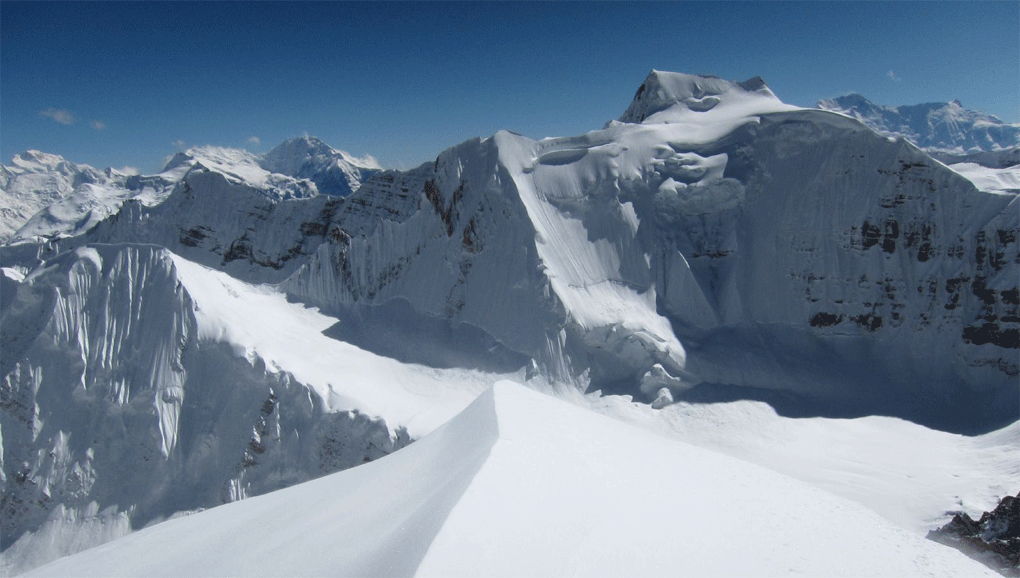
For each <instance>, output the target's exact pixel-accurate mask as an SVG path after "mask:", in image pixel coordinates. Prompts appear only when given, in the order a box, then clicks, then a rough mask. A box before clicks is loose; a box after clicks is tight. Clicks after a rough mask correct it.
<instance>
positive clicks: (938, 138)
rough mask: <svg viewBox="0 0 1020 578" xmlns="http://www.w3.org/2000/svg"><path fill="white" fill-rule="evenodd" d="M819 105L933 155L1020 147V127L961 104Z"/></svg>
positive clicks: (970, 152)
mask: <svg viewBox="0 0 1020 578" xmlns="http://www.w3.org/2000/svg"><path fill="white" fill-rule="evenodd" d="M815 106H816V107H817V108H822V109H825V110H832V111H835V112H839V113H843V114H846V115H848V116H852V117H854V118H857V119H858V120H860V121H861V122H864V123H865V124H867V125H868V126H870V127H872V128H874V129H875V130H876V132H878V133H880V134H882V135H890V136H894V137H903V138H905V139H907V140H909V141H910V142H912V143H914V144H915V145H917V146H918V147H920V148H922V149H925V150H928V151H931V152H938V153H943V154H953V155H965V154H973V153H981V152H992V151H1004V150H1010V149H1016V148H1017V147H1020V125H1018V124H1008V123H1006V122H1003V121H1002V120H1000V119H999V118H997V117H994V116H992V115H990V114H985V113H983V112H978V111H975V110H968V109H966V108H964V107H963V105H962V104H960V102H959V101H953V102H949V103H946V102H932V103H926V104H918V105H912V106H898V107H891V106H882V105H877V104H874V103H873V102H871V101H869V100H868V99H866V98H864V97H863V96H861V95H859V94H850V95H846V96H841V97H838V98H834V99H828V100H822V101H819V102H818V104H816V105H815ZM1010 154H1014V155H1015V154H1016V153H1010ZM1014 164H1016V163H1014Z"/></svg>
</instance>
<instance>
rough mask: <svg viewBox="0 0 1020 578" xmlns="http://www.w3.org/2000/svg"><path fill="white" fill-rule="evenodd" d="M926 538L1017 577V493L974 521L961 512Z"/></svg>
mask: <svg viewBox="0 0 1020 578" xmlns="http://www.w3.org/2000/svg"><path fill="white" fill-rule="evenodd" d="M928 539H929V540H933V541H936V542H938V543H940V544H946V545H948V546H952V547H955V548H957V549H959V550H960V551H962V553H964V554H966V555H967V556H969V557H970V558H973V559H974V560H976V561H978V562H980V563H981V564H984V565H985V566H987V567H988V568H990V569H992V570H994V571H996V572H999V573H1000V574H1002V575H1003V576H1011V577H1020V493H1017V495H1016V496H1015V497H1014V496H1010V495H1007V496H1006V497H1004V498H1003V500H1002V501H1001V502H1000V503H999V506H997V507H996V509H994V510H992V511H991V512H985V513H983V514H981V517H980V518H979V519H978V520H977V521H975V520H974V519H973V518H971V517H970V516H969V515H967V514H966V513H963V512H961V513H959V514H957V515H956V516H954V517H953V520H951V521H950V523H949V524H946V525H945V526H942V527H941V528H938V529H937V530H931V531H930V532H928Z"/></svg>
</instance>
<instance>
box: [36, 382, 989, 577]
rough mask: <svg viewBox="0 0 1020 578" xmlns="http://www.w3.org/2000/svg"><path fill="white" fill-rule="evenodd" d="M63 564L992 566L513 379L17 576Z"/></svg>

- [Your objective]: Please repeat the listing above word for word, with the pictures removed.

- [Result of the task]:
For each <instance>, output the target's exact pixel-accurate mask as an SVG path after "mask:", in image pixel coordinates. Prompts appear only when given, in the order a box, then clicks, then a rough mask. A box before clicks is loose; a box after clicks is tight. Clicks after a rough mask correct it.
<instance>
positive clicks: (938, 138)
rough mask: <svg viewBox="0 0 1020 578" xmlns="http://www.w3.org/2000/svg"><path fill="white" fill-rule="evenodd" d="M819 105L933 155L1020 147V127L961 104Z"/></svg>
positive clicks: (970, 152)
mask: <svg viewBox="0 0 1020 578" xmlns="http://www.w3.org/2000/svg"><path fill="white" fill-rule="evenodd" d="M815 106H816V107H817V108H822V109H825V110H832V111H835V112H839V113H843V114H846V115H848V116H852V117H854V118H857V119H858V120H860V121H861V122H864V123H865V124H867V125H868V126H870V127H872V128H874V129H875V130H876V132H878V133H880V134H882V135H890V136H894V137H903V138H905V139H907V140H909V141H910V142H912V143H914V144H915V145H917V146H918V147H920V148H922V149H925V150H928V151H931V152H938V153H943V154H953V155H965V154H973V153H981V152H992V151H1004V150H1010V149H1016V148H1017V147H1020V125H1018V124H1008V123H1006V122H1003V121H1002V120H1000V119H999V118H997V117H994V116H992V115H990V114H985V113H983V112H978V111H975V110H968V109H966V108H964V107H963V105H962V104H960V102H959V101H953V102H949V103H946V102H932V103H926V104H918V105H912V106H898V107H891V106H882V105H877V104H874V103H873V102H871V101H869V100H868V99H866V98H864V97H863V96H861V95H859V94H850V95H846V96H841V97H838V98H834V99H828V100H822V101H819V102H818V104H816V105H815ZM1010 154H1014V155H1015V154H1016V153H1010ZM1014 164H1016V163H1014Z"/></svg>
</instance>
<instance>
rough mask: <svg viewBox="0 0 1020 578" xmlns="http://www.w3.org/2000/svg"><path fill="white" fill-rule="evenodd" d="M926 538L1017 577V493L974 521L961 512Z"/></svg>
mask: <svg viewBox="0 0 1020 578" xmlns="http://www.w3.org/2000/svg"><path fill="white" fill-rule="evenodd" d="M928 539H929V540H933V541H936V542H938V543H940V544H946V545H948V546H952V547H955V548H957V549H959V550H960V551H962V553H964V554H966V555H967V556H969V557H970V558H973V559H974V560H976V561H978V562H980V563H981V564H984V565H985V566H987V567H988V568H990V569H992V570H994V571H996V572H999V573H1000V574H1002V575H1003V576H1011V577H1020V493H1017V495H1016V496H1015V497H1014V496H1010V495H1007V496H1006V497H1004V498H1003V500H1002V501H1001V502H1000V503H999V506H997V507H996V509H994V510H992V511H991V512H985V513H983V514H981V517H980V518H979V519H978V520H977V521H975V520H974V519H973V518H971V517H970V516H969V515H967V514H966V513H963V512H961V513H959V514H957V515H956V516H954V517H953V520H951V521H950V523H949V524H946V525H945V526H942V527H941V528H938V529H937V530H931V531H930V532H928Z"/></svg>
</instance>
<instance>
box: [36, 382, 989, 577]
rough mask: <svg viewBox="0 0 1020 578" xmlns="http://www.w3.org/2000/svg"><path fill="white" fill-rule="evenodd" d="M63 564L992 566L513 379L17 576Z"/></svg>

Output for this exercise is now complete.